TO DO: Format all of the data below as a JSON list of strings with one string for each line. Skip blank lines and leave the pictures out.

** START DATASET EXTRACT **

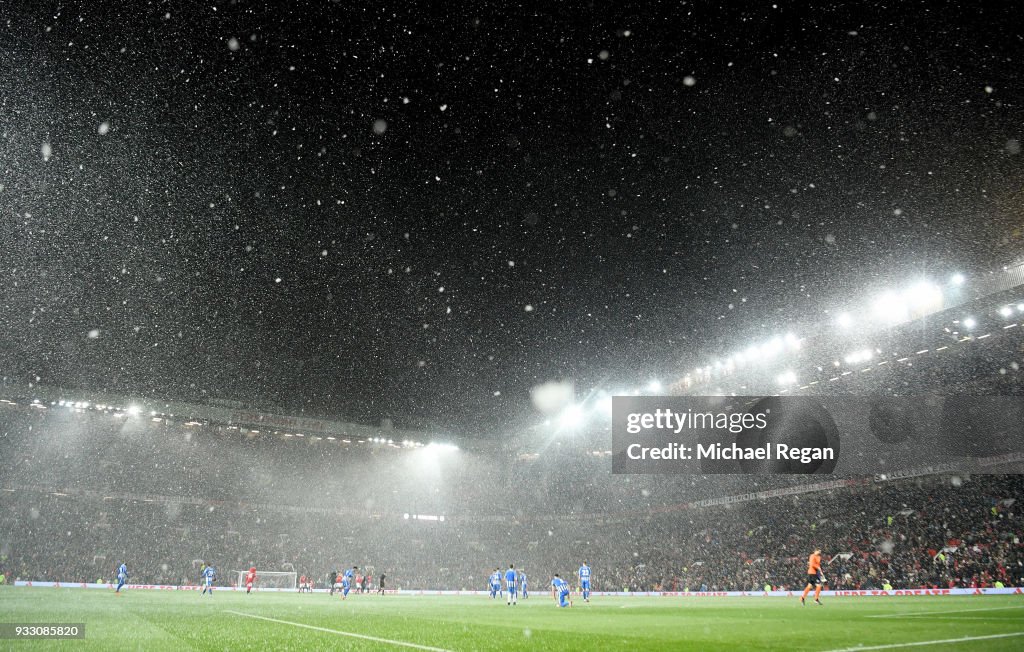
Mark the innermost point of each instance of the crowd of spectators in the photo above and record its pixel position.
(162, 506)
(83, 490)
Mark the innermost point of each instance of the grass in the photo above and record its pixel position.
(185, 620)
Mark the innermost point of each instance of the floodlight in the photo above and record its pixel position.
(571, 418)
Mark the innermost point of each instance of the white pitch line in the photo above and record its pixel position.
(924, 643)
(913, 614)
(340, 633)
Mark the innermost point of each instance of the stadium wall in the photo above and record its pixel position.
(1009, 591)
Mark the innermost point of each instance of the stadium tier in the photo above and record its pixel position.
(169, 496)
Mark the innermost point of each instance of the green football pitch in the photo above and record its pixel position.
(186, 620)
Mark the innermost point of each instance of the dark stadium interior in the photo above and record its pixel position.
(306, 286)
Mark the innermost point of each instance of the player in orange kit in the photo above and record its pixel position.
(814, 576)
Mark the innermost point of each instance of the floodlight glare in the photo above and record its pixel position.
(788, 378)
(571, 418)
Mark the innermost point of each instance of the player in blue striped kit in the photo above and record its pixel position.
(495, 582)
(510, 584)
(209, 574)
(346, 581)
(122, 577)
(560, 592)
(585, 581)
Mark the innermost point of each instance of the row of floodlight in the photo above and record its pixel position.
(890, 307)
(134, 410)
(865, 355)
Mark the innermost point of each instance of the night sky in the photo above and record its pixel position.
(421, 211)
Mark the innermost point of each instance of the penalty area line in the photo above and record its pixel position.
(365, 637)
(893, 646)
(918, 614)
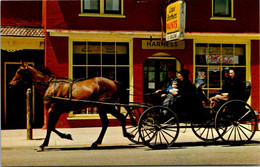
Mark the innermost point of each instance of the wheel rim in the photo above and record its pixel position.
(236, 122)
(205, 130)
(132, 125)
(158, 130)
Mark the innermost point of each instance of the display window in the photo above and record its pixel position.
(100, 59)
(211, 60)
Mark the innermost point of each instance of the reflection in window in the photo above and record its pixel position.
(112, 6)
(211, 59)
(100, 59)
(91, 6)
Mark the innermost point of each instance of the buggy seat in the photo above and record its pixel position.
(246, 91)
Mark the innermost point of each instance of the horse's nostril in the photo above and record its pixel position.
(10, 86)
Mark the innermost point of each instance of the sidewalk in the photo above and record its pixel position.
(83, 137)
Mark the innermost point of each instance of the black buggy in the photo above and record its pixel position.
(233, 121)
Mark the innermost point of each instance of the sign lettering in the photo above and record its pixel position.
(158, 44)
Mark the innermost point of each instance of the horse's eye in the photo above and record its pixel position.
(20, 72)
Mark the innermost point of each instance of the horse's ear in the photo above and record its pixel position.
(25, 65)
(22, 63)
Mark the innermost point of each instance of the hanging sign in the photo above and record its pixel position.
(175, 21)
(158, 44)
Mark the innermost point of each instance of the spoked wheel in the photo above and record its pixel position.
(205, 130)
(158, 127)
(132, 119)
(236, 122)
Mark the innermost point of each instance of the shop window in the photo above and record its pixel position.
(102, 8)
(211, 59)
(100, 59)
(222, 10)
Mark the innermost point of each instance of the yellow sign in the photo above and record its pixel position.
(96, 49)
(173, 17)
(158, 44)
(175, 21)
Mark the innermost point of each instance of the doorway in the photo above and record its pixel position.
(155, 70)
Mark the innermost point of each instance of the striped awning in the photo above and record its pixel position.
(21, 31)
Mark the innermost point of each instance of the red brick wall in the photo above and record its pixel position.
(56, 55)
(199, 12)
(140, 55)
(146, 17)
(56, 58)
(255, 75)
(21, 13)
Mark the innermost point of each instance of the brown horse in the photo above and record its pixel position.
(96, 89)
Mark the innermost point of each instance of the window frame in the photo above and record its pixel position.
(220, 66)
(231, 17)
(86, 116)
(102, 11)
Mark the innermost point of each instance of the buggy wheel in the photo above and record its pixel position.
(132, 119)
(236, 122)
(158, 127)
(205, 130)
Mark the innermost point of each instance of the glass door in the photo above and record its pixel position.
(155, 73)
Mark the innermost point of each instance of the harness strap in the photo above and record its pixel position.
(70, 90)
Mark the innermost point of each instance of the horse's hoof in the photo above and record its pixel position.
(94, 145)
(68, 136)
(40, 149)
(129, 135)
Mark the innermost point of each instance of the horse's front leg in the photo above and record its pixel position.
(116, 113)
(105, 122)
(53, 119)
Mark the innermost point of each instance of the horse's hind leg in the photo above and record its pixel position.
(53, 118)
(121, 118)
(105, 122)
(63, 135)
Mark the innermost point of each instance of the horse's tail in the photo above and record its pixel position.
(122, 92)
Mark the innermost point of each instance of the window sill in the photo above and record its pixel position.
(101, 15)
(87, 116)
(223, 18)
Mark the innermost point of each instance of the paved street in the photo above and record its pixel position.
(117, 150)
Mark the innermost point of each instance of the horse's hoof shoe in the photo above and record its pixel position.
(40, 149)
(69, 137)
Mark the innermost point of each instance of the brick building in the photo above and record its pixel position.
(121, 40)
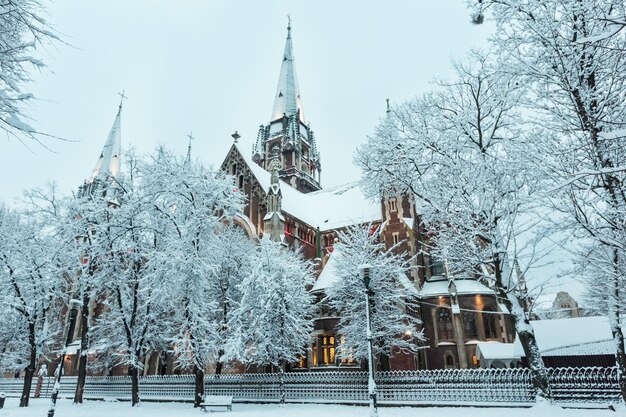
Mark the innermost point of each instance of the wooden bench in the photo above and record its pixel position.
(211, 401)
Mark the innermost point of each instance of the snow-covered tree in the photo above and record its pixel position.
(391, 322)
(234, 255)
(459, 152)
(570, 55)
(24, 30)
(199, 254)
(135, 297)
(273, 323)
(32, 287)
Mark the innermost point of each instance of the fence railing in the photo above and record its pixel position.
(458, 386)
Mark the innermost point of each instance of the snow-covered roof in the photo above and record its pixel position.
(495, 350)
(571, 336)
(109, 160)
(330, 208)
(605, 347)
(463, 287)
(329, 276)
(287, 100)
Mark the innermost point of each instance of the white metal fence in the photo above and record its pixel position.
(466, 386)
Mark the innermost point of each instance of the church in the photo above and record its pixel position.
(281, 180)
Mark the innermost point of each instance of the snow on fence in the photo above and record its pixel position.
(457, 386)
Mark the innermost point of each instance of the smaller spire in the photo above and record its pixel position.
(122, 97)
(109, 161)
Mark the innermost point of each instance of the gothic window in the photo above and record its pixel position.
(347, 357)
(449, 361)
(469, 325)
(326, 349)
(435, 266)
(490, 321)
(445, 330)
(301, 362)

** END DATASET EXTRACT **

RESPONSE TO THE EXERCISE:
[
  "Mark the innermost point of each instance of the crowd of spectators in the photo above and record its pixel position.",
  "(162, 506)",
  "(83, 490)",
  "Mark the innermost point of each instance of the grass in the photo above and record its pixel position.",
  "(185, 620)",
  "Mark the innermost point of each instance of the floodlight in the photo above and record its pixel position.",
  "(571, 418)",
  "Mark the innermost point of each instance of the white pitch line in the photo above and record its pixel position.",
  "(924, 643)",
  "(913, 614)",
  "(340, 633)",
  "Mark the innermost point of each instance of the stadium wall in the photo above and record its pixel position.",
  "(1009, 591)",
  "Mark the innermost point of each instance of the stadium tier in the photo above and record its pixel position.",
  "(169, 496)",
  "Mark the innermost point of each instance of the green football pitch in the photo above and record its pixel position.",
  "(186, 620)",
  "Mark the innermost point of each instance of the dark stadium interior in the photo above and record its pixel position.",
  "(306, 286)",
  "Mark the innermost point of each instance of the player in orange kit in the photo above and record its pixel position.",
  "(814, 576)",
  "Mark the innermost point of each instance of the floodlight glare in the photo above and record its pixel position.",
  "(788, 378)",
  "(571, 418)",
  "Mark the innermost point of each instance of the player in blue striped kit in the photo above and record its pixel position.",
  "(495, 582)",
  "(510, 584)",
  "(209, 574)",
  "(346, 581)",
  "(122, 577)",
  "(560, 592)",
  "(585, 581)",
  "Mark the innermost point of each instance of the row of floodlight in the photo above and record its pixel position.",
  "(890, 307)",
  "(134, 410)",
  "(865, 355)",
  "Mark the innermost point of each instance of the night sky in the photo above and record its pixel position.",
  "(421, 211)",
  "Mark the innermost point of each instance of the penalty area line in the photo above and record its pixel position.",
  "(365, 637)",
  "(893, 646)",
  "(918, 614)",
  "Mark the innermost point of each instance of the wheel rim in the photo above and record its pixel position.",
  "(236, 122)",
  "(205, 130)",
  "(132, 125)",
  "(158, 130)",
  "Mark the innermost point of each instance of the display window in the photo above and record its pixel position.",
  "(100, 59)",
  "(211, 60)",
  "Mark the innermost point of each instance of the reflection in window in the photo above and record its pixel position.",
  "(112, 6)",
  "(211, 59)",
  "(100, 59)",
  "(91, 6)",
  "Mark the innermost point of each instance of the buggy seat in the photo above and record its pixel position.",
  "(246, 91)",
  "Mark the innermost point of each instance of the horse's nostril in the photo above and record its pixel position.",
  "(10, 86)",
  "Mark the innermost point of each instance of the sidewalk in the photo above and record its pixel position.",
  "(83, 137)",
  "Mark the innermost point of each instance of the black buggy in the photo above and record its pixel position.",
  "(233, 121)",
  "Mark the innermost point of each instance of the sign lettering in the photo above and record its pixel position.",
  "(158, 44)",
  "Mark the innermost point of each instance of the horse's eye in the photo above and record its pixel position.",
  "(20, 72)",
  "Mark the innermost point of each instance of the horse's ear in the photo above and record its pixel position.",
  "(25, 65)",
  "(22, 63)",
  "Mark the innermost point of each instance of the hanging sign in the photo above and record its pixel position.",
  "(175, 21)",
  "(158, 44)",
  "Mark the innermost point of each instance of the spoked wheel in the photo above and record its pixel position.",
  "(205, 130)",
  "(158, 127)",
  "(132, 119)",
  "(236, 122)",
  "Mark the innermost point of each instance of the shop window in the photo above and record its pixel position.",
  "(102, 8)",
  "(211, 59)",
  "(100, 59)",
  "(222, 10)",
  "Mark the innermost point of each instance of the yellow sign in the photo above and record its pixel position.",
  "(96, 49)",
  "(173, 17)",
  "(158, 44)",
  "(175, 21)",
  "Mark the innermost point of each instance of the doorway in the photo above and record its pixel position.",
  "(155, 70)",
  "Mark the innermost point of each instance of the striped awning in the photo above and record its pixel position.",
  "(21, 31)",
  "Mark the innermost point of each instance of the red brick wall in the photo above and record its pixel position.",
  "(56, 55)",
  "(199, 12)",
  "(140, 55)",
  "(146, 17)",
  "(56, 58)",
  "(255, 75)",
  "(21, 13)",
  "Mark the innermost point of each instance of the brown horse in the photo above and record its pixel position.",
  "(96, 89)",
  "Mark the innermost point of each instance of the window frame in the photo above and record its pixel position.",
  "(220, 66)",
  "(231, 17)",
  "(86, 116)",
  "(102, 11)",
  "Mark the innermost point of each instance of the buggy wheel in the photo above and record its pixel position.",
  "(132, 119)",
  "(236, 122)",
  "(158, 127)",
  "(205, 130)",
  "Mark the innermost point of each instance of the glass door in the photo above and record its pixel position.",
  "(155, 73)",
  "Mark the innermost point of each instance of the harness strap in the photo above and record its pixel position.",
  "(70, 90)",
  "Mark the innermost point of each instance of the horse's hoof in the photo above and record its pixel position.",
  "(94, 145)",
  "(68, 136)",
  "(40, 149)",
  "(129, 135)",
  "Mark the innermost point of each instance of the horse's front leg in the photo above and record its pixel position.",
  "(116, 113)",
  "(105, 122)",
  "(53, 119)",
  "Mark the innermost point of each instance of the horse's hind leg in the photo above and record its pixel position.",
  "(53, 118)",
  "(121, 118)",
  "(105, 122)",
  "(63, 135)",
  "Mark the innermost point of each instance of the horse's tail in the photo above and record its pixel position.",
  "(122, 92)",
  "Mark the innermost point of each instance of the window sill in the photo above and record its pixel position.",
  "(101, 15)",
  "(87, 116)",
  "(223, 18)",
  "Mark the innermost point of each instance of the paved street in the photo above and record its pixel position.",
  "(117, 150)",
  "Mark the innermost point of each instance of the horse's hoof shoe in the photo above and record its pixel position.",
  "(40, 149)",
  "(69, 137)",
  "Mark the innermost point of each instance of the brick building in the photo above and record its pixel position.",
  "(121, 40)",
  "Mark the innermost point of each instance of the wooden bench in the photo above and record its pixel position.",
  "(211, 401)",
  "Mark the innermost point of each instance of the snow-covered tree in the photo above and record its pixel position.",
  "(391, 322)",
  "(234, 255)",
  "(459, 152)",
  "(570, 55)",
  "(24, 30)",
  "(199, 254)",
  "(135, 297)",
  "(273, 323)",
  "(32, 287)",
  "Mark the innermost point of each instance of the fence railing in the photo above and record its pixel position.",
  "(458, 386)",
  "Mark the innermost point of each instance of the snow-covered roof in the photo above and record its pixel position.",
  "(495, 350)",
  "(571, 336)",
  "(109, 160)",
  "(330, 208)",
  "(605, 347)",
  "(463, 287)",
  "(329, 276)",
  "(287, 100)",
  "Mark the innermost point of each instance of the white metal fence in the photo above and record its pixel position.",
  "(466, 386)",
  "Mark the innermost point of each instance of the church in the photo above and record its pixel position.",
  "(281, 180)",
  "Mark the innermost point of each instance of the snow on fence in the photo above and record its pixel position.",
  "(457, 386)",
  "Mark the innermost point of each instance of the smaller spire in the photo above and record its pixel position.",
  "(122, 97)",
  "(109, 161)",
  "Mark the innermost point of each instance of the gothic window in the photo above and record its pixel position.",
  "(347, 357)",
  "(449, 361)",
  "(469, 325)",
  "(326, 349)",
  "(435, 266)",
  "(490, 321)",
  "(445, 330)",
  "(301, 362)"
]